■ Exercise: Only the run of lines from the one containing "the woman in" through the last line should be returned, exactly as written.

------------------------------

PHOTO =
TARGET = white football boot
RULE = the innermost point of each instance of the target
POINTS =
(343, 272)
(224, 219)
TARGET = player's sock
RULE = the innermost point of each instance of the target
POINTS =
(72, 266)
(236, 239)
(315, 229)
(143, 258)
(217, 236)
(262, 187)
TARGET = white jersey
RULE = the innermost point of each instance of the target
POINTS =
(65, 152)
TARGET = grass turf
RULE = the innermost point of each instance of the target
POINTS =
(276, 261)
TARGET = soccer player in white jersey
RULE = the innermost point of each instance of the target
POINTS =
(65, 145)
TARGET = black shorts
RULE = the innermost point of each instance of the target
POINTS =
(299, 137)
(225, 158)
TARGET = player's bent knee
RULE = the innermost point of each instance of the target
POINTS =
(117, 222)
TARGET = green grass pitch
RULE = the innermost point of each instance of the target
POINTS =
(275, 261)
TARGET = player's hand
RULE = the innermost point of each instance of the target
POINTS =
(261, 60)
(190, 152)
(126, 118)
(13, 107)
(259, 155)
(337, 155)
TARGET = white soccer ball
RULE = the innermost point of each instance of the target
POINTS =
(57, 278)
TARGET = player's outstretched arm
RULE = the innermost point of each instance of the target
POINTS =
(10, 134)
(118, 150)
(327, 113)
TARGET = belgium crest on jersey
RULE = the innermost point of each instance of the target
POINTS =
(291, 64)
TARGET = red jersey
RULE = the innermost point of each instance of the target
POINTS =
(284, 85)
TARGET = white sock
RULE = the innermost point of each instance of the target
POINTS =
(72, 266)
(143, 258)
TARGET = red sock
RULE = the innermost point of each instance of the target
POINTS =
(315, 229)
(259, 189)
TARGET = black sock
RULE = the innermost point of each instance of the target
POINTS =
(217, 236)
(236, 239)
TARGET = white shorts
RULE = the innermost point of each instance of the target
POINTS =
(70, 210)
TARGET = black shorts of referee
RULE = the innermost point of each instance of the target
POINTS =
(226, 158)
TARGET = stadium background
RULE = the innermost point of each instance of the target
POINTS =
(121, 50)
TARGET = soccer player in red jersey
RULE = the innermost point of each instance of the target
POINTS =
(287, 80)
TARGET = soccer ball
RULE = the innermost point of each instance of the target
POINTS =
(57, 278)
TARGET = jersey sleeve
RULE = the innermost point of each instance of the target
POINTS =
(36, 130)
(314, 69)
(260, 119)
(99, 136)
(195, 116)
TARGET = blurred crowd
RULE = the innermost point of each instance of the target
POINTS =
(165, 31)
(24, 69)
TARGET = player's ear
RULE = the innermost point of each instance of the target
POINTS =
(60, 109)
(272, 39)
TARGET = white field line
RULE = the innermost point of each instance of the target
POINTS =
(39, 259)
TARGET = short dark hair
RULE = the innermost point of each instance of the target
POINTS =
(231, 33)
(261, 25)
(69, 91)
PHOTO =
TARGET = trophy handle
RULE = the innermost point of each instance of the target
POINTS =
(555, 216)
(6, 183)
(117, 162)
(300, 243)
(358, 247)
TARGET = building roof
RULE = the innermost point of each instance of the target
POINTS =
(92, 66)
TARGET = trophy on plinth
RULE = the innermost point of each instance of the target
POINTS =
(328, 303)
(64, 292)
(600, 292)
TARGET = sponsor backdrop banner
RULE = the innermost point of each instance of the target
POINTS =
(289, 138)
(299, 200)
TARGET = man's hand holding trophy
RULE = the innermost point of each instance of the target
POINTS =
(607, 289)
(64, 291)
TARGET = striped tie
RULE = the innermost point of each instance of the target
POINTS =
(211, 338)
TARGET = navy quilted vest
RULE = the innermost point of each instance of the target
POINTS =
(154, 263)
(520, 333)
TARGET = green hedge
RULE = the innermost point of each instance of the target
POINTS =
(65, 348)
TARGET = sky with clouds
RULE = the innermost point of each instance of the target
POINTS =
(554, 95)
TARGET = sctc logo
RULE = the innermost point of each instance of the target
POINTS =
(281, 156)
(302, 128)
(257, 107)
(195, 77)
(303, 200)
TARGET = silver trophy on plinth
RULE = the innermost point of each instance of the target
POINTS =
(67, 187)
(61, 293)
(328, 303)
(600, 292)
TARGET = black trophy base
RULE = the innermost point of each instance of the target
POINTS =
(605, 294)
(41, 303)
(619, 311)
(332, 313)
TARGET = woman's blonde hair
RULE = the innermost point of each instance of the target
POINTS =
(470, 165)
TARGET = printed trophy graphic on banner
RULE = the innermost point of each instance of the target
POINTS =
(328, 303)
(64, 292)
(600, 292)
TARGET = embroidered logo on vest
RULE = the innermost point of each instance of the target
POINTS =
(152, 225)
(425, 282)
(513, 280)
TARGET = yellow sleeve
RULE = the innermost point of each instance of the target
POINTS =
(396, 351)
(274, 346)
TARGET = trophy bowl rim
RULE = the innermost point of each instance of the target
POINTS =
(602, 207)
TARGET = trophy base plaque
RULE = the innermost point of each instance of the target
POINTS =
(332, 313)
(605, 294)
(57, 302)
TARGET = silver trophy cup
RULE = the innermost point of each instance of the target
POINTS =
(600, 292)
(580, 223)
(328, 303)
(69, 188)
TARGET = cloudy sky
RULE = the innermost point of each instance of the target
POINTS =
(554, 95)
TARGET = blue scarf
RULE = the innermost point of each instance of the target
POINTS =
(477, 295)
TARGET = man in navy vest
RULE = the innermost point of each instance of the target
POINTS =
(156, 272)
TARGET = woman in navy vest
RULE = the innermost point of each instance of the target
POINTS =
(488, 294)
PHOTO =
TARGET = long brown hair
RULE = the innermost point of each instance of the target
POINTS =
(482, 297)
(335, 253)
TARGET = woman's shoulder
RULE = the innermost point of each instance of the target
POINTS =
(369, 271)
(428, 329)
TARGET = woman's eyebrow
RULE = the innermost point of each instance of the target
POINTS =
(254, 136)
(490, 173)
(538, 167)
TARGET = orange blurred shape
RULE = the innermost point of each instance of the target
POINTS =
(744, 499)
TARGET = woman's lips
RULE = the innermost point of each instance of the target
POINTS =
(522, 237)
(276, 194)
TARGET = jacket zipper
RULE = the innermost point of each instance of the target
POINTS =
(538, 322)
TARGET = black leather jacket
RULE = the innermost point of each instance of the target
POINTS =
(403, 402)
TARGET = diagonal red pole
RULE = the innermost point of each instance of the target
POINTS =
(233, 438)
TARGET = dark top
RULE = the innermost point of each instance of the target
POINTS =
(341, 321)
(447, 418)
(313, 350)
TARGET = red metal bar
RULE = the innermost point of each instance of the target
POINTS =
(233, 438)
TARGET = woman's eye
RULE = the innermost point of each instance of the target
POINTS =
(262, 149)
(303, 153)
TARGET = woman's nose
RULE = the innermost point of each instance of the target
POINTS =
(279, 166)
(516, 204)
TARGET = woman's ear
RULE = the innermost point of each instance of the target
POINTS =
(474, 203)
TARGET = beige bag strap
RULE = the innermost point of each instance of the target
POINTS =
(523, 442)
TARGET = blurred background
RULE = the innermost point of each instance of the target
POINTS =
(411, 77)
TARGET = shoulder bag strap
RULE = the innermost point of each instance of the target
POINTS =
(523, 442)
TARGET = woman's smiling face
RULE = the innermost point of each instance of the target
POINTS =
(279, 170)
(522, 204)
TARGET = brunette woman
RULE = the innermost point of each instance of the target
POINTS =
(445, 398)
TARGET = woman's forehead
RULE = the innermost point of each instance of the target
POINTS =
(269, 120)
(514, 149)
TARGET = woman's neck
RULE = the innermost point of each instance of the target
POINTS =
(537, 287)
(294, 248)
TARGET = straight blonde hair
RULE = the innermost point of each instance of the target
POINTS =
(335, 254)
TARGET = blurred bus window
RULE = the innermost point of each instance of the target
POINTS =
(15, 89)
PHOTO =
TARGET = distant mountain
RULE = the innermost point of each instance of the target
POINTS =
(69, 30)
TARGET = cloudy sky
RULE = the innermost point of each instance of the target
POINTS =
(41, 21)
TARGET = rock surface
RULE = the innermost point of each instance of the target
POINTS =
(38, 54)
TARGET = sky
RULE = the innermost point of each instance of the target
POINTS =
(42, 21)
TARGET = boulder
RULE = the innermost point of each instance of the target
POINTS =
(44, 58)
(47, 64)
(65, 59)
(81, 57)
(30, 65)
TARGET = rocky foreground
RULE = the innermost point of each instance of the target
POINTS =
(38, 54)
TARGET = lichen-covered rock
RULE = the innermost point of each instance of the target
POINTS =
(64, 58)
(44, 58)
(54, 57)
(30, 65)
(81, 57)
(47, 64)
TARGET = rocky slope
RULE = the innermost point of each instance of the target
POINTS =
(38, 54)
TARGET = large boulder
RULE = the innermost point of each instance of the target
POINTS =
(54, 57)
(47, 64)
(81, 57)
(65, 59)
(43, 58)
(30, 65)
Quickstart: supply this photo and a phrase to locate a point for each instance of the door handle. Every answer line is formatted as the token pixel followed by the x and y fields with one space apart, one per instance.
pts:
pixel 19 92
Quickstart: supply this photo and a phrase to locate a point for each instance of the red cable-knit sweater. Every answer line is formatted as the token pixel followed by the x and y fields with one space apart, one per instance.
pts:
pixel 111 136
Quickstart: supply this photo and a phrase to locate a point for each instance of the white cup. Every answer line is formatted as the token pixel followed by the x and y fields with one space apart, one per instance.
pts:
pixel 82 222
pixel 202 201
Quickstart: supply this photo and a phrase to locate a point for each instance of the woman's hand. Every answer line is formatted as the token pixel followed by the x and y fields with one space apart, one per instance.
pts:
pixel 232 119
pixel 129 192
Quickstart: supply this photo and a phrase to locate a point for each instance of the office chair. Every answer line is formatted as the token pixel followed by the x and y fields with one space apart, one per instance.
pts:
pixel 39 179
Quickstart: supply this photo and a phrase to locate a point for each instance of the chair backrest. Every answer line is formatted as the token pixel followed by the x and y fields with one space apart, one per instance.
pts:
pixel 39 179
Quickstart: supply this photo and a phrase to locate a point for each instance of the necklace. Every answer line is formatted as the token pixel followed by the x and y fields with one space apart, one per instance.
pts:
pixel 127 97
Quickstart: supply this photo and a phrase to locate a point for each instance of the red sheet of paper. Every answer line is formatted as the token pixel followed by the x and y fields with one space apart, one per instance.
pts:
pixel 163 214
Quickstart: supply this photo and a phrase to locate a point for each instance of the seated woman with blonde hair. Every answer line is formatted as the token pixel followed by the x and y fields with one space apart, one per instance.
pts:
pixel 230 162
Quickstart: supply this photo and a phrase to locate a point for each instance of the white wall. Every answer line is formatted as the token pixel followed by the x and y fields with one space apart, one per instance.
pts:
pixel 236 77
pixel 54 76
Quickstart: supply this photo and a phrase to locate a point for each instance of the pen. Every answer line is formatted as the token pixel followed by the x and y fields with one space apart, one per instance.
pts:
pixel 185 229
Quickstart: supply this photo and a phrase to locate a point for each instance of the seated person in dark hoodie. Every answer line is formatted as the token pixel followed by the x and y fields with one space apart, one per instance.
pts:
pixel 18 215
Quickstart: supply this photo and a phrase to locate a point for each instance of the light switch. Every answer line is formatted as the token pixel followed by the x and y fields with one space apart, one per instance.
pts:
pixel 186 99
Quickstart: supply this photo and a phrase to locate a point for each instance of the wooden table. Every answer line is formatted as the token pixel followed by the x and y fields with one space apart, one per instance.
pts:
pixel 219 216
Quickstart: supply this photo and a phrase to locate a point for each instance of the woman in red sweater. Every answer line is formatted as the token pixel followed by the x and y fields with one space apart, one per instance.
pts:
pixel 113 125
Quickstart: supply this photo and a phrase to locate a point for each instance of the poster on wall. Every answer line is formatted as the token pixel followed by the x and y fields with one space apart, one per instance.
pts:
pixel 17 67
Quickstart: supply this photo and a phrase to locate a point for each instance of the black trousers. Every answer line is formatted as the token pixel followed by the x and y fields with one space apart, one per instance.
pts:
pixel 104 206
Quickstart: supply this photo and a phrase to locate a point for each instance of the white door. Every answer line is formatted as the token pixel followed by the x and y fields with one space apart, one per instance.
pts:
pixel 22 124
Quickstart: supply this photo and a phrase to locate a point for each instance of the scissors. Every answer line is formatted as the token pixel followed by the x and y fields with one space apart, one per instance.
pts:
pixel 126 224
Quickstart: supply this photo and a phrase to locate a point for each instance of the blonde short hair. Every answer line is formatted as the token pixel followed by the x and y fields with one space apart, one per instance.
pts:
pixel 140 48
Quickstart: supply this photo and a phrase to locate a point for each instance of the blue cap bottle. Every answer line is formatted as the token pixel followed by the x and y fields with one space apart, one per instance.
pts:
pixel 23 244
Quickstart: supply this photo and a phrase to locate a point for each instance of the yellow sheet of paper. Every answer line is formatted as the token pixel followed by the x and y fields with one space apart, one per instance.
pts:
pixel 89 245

------------------------------

■ Expected answer:
Quickstart: supply this photo and a phrase to locate a point for each instance of the woman in red sweater. Every answer line is formatted as the token pixel followed by the x and y fields with one space apart, one per instance.
pts:
pixel 113 125
Quickstart: supply this photo and a phrase to locate a point for each instance of the poster on wall. Every answer line is formatted as the token pixel followed by the x and y fields with one space apart, one per instance.
pts:
pixel 17 67
Quickstart: supply this photo and a phrase to locate a point for each instance of the black trousers. Every answer line is formatted as the token pixel followed by the x and y fields with one space apart, one per instance.
pts:
pixel 104 206
Quickstart: supply this photo and a phrase to locate a point for each instance of the white door. Every answer line is formatted as the token pixel followed by the x and y fields with one space apart, one per instance.
pts:
pixel 22 124
Quickstart: supply this photo and a phrase to locate a point for each instance of the scissors. Every answer line is formatted as the token pixel followed by the x and y fields with one space apart, one per instance.
pts:
pixel 126 224
Quickstart: supply this photo and a phrase to locate a point for each instance of the blonde short hair. Every answer line is formatted as the token pixel followed by the x and y fields with one space apart, one per instance.
pts:
pixel 140 48
Quickstart: supply this photo and a phrase to locate a point for each instance of the blue cap bottle. Every answer line is formatted as the token pixel followed by the x and y fields with one space apart, one per instance.
pts:
pixel 23 244
Quickstart: supply this photo and a phrase to locate a point for each instance of the yellow sheet of paper. Every answer line is formatted as the token pixel followed by the x and y fields with one space apart, one per instance.
pts:
pixel 89 245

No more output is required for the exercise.